### Requirement a
Reproduce word for word the passage of the perturbation theory page that opens with the words containing "# Mixed Symbolic-Numeric" and closes with "and differential equations.".

### Document extract
::::::

# Mixed Symbolic-Numeric Perturbation Theory

## Background

**Symbolics.jl** is a fast and modern Computer Algebra System (CAS) written in the Julia Programming Language. It is an integral part of the SciML ecosystem of differential equation solvers and scientific machine learning packages. While **Symbolics.jl** is primarily designed for modern scientific computing (e.g., auto-differentiation, machine learning), it is a powerful CAS that can also be useful for *classic* scientific computing. One such application is using the *perturbation* theory to solve algebraic and differential equations.

Perturbation methods are a collection of techniques to solve intractable problems that generally don't have a closed solution but depend on a tunable parameter and have closed or easy solutions for some values of the parameter. The main idea is to assume a solution as a power series in the tunable parameter (say $ϵ$), such that $ϵ = 0$ corresponds to an easy solution.

We will discuss the general steps of the perturbation methods to solve algebraic (this tutorial) and differential equations

The hallmark of the perturbation method is the generation of long and convoluted intermediate equations, which are subjected to algorithmic and mechanical manipulations. Therefore, these problems are well suited for CAS. In fact, CAS software packages have been used to help with the perturbation calculations since the early 1970s.

::::::

### Input for this task
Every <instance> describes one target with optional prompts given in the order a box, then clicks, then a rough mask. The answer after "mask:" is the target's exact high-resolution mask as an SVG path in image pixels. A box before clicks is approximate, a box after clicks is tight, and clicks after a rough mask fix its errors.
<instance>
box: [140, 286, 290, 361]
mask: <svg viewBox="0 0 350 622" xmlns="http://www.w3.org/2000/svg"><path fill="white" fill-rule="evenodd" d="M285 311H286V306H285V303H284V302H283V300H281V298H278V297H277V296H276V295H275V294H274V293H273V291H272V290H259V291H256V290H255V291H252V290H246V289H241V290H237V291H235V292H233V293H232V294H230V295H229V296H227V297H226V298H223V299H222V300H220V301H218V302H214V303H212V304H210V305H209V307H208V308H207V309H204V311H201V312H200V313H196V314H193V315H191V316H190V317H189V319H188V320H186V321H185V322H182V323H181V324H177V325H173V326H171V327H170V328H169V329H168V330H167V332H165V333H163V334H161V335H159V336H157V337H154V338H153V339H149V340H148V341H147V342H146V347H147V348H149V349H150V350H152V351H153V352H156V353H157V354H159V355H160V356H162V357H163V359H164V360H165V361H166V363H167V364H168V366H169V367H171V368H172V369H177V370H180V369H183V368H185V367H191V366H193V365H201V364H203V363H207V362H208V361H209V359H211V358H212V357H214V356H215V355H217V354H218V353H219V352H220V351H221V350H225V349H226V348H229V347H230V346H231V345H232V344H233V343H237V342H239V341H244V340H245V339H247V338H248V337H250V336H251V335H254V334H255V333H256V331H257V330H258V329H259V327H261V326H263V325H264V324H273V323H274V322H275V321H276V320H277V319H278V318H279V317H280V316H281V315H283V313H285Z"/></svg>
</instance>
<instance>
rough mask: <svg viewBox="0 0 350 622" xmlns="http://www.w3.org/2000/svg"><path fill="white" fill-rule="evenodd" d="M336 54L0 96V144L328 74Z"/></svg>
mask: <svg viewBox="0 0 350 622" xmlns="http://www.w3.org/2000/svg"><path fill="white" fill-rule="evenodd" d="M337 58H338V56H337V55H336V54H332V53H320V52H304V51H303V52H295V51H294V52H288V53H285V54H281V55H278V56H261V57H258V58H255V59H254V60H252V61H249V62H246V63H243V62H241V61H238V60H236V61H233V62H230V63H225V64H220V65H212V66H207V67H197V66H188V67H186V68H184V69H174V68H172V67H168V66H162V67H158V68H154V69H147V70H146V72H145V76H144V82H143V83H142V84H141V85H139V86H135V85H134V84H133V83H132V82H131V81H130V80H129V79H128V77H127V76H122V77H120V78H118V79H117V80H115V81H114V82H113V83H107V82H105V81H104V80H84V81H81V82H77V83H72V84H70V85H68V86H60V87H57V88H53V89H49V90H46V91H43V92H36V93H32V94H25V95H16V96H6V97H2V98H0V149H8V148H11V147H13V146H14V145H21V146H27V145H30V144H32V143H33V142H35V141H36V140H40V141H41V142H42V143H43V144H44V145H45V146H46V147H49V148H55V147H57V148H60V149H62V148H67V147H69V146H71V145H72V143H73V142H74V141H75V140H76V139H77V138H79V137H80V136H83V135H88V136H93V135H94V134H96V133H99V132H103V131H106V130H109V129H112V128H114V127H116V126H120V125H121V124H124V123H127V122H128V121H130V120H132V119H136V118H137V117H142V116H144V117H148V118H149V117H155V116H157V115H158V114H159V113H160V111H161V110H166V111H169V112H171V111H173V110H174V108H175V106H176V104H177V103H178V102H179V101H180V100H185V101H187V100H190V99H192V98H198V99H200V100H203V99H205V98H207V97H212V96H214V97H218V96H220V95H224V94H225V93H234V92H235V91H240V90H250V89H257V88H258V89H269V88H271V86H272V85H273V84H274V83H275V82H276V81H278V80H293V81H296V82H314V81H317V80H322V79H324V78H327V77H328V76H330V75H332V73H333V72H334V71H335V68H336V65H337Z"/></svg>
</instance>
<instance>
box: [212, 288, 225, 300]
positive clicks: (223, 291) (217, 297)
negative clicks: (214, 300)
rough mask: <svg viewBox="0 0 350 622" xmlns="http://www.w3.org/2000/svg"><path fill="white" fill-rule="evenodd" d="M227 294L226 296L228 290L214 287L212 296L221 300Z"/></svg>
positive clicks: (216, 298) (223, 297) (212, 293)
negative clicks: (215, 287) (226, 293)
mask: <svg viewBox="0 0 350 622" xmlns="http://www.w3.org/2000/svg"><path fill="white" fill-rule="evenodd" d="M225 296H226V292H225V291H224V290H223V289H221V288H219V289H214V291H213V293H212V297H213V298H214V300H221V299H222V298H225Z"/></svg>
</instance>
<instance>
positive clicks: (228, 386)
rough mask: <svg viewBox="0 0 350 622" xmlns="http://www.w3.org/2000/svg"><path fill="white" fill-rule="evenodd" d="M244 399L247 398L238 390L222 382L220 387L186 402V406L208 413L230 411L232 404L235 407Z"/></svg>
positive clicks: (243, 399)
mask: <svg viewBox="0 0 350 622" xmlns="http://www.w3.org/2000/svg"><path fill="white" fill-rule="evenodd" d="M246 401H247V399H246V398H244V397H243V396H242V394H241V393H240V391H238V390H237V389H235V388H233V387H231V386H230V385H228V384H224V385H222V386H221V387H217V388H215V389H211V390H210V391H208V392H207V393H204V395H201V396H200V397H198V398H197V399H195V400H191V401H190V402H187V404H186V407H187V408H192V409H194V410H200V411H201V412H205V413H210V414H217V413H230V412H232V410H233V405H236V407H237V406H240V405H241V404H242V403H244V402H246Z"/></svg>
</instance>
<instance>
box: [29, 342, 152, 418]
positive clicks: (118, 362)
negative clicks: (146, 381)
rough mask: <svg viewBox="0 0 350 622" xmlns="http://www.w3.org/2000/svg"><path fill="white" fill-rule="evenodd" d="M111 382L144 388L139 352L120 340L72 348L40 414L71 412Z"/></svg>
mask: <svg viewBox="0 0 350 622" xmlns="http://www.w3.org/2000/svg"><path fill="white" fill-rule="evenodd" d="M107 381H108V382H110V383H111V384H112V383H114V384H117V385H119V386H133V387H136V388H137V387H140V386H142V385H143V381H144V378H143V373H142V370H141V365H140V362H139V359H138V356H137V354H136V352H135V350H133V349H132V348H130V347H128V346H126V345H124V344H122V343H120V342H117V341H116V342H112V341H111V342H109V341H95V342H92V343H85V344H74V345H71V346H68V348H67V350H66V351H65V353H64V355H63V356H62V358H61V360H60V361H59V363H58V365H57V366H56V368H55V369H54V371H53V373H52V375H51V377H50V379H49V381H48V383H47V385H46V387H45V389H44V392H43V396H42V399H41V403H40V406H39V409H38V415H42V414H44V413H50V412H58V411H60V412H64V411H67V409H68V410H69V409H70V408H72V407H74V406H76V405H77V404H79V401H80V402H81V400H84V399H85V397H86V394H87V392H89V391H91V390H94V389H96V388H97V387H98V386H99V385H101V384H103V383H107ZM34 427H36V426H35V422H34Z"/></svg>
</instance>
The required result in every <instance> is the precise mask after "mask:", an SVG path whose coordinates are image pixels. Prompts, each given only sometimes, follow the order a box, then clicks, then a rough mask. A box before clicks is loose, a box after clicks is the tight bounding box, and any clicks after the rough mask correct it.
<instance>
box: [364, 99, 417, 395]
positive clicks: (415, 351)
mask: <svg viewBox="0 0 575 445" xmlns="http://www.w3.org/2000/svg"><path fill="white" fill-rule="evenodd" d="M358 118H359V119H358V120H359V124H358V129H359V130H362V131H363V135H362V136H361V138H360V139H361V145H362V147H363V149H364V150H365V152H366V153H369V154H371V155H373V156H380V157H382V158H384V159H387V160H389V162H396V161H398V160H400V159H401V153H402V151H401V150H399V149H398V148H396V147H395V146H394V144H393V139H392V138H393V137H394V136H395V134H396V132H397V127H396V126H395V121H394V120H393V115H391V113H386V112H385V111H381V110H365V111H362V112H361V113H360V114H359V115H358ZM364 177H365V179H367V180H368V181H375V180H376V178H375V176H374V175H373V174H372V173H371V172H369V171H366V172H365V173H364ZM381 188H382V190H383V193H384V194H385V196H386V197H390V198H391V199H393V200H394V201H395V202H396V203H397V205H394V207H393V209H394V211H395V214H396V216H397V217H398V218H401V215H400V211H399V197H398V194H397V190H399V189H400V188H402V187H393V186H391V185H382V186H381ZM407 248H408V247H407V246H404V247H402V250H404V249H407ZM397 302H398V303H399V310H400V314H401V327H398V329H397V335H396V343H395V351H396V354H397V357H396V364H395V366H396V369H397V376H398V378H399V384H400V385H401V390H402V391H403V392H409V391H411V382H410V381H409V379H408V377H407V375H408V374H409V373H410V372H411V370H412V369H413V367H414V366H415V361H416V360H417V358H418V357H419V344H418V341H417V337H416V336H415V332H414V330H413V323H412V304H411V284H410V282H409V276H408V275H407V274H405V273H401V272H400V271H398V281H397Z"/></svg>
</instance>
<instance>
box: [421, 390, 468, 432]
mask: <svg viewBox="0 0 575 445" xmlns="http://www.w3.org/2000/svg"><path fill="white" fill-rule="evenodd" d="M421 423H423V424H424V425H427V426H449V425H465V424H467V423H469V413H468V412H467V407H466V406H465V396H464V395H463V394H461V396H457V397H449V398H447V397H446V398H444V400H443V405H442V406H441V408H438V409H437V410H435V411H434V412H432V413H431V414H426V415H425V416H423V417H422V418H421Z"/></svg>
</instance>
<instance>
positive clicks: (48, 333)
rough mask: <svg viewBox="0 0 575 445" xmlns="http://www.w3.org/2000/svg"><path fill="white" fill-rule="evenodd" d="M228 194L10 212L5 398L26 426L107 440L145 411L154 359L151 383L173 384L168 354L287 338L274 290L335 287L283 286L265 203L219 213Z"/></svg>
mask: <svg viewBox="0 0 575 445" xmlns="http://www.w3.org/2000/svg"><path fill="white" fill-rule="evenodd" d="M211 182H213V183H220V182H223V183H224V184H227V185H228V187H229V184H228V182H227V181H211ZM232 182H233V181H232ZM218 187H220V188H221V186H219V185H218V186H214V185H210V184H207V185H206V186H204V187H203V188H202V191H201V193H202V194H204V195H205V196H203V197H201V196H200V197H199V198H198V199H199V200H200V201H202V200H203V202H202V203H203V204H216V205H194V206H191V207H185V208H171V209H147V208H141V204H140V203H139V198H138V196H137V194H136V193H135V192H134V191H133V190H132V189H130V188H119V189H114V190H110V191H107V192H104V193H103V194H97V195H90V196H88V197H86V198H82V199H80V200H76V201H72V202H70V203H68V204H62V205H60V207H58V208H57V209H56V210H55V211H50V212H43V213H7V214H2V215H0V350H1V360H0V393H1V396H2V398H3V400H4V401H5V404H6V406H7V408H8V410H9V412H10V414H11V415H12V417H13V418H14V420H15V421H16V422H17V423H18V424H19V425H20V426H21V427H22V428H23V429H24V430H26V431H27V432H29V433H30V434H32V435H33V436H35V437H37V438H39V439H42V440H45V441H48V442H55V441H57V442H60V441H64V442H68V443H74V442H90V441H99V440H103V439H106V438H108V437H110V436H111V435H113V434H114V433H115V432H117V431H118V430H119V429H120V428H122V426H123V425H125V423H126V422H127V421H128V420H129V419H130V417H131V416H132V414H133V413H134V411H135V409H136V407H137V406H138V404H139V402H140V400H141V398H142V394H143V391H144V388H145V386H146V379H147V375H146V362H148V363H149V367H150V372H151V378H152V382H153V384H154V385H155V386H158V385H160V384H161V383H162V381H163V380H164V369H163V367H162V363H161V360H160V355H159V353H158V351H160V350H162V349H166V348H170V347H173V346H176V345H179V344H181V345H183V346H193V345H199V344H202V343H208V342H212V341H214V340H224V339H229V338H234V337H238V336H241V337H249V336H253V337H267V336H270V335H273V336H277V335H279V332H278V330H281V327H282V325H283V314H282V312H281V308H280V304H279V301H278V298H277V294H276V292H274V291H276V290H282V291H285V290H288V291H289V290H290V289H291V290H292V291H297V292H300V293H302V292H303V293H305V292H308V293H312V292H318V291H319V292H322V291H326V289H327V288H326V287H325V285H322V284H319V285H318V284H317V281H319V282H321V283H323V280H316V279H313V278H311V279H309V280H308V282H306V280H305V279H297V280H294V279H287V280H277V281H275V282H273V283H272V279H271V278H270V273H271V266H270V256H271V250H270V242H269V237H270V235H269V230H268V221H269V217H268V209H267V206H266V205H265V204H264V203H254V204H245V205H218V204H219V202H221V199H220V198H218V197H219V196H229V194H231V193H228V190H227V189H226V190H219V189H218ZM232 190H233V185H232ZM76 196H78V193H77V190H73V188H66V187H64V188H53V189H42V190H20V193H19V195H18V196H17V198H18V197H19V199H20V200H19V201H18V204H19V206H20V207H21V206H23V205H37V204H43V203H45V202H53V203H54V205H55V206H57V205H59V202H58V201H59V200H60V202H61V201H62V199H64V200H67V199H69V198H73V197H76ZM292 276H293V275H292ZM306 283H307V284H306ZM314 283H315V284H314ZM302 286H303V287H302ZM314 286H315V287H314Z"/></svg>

::::::

### Requirement b
Format the entries, from their first line through the line containing "box: [140, 286, 290, 361]", as a JSON list of strings with one string per line, leaving out blank lines.

### Answer box a
# Mixed Symbolic-Numeric Perturbation Theory

## Background

**Symbolics.jl** is a fast and modern Computer Algebra System (CAS) written in the Julia Programming Language. It is an integral part of the SciML ecosystem of differential equation solvers and scientific machine learning packages. While **Symbolics.jl** is primarily designed for modern scientific computing (e.g., auto-differentiation, machine learning), it is a powerful CAS that can also be useful for *classic* scientific computing. One such application is using the *perturbation* theory to solve algebraic and differential equations.

### Answer box b
[
  "Every <instance> describes one target with optional prompts given in the order a box, then clicks, then a rough mask. The answer after \"mask:\" is the target's exact high-resolution mask as an SVG path in image pixels. A box before clicks is approximate, a box after clicks is tight, and clicks after a rough mask fix its errors.",
  "<instance>",
  "box: [140, 286, 290, 361]"
]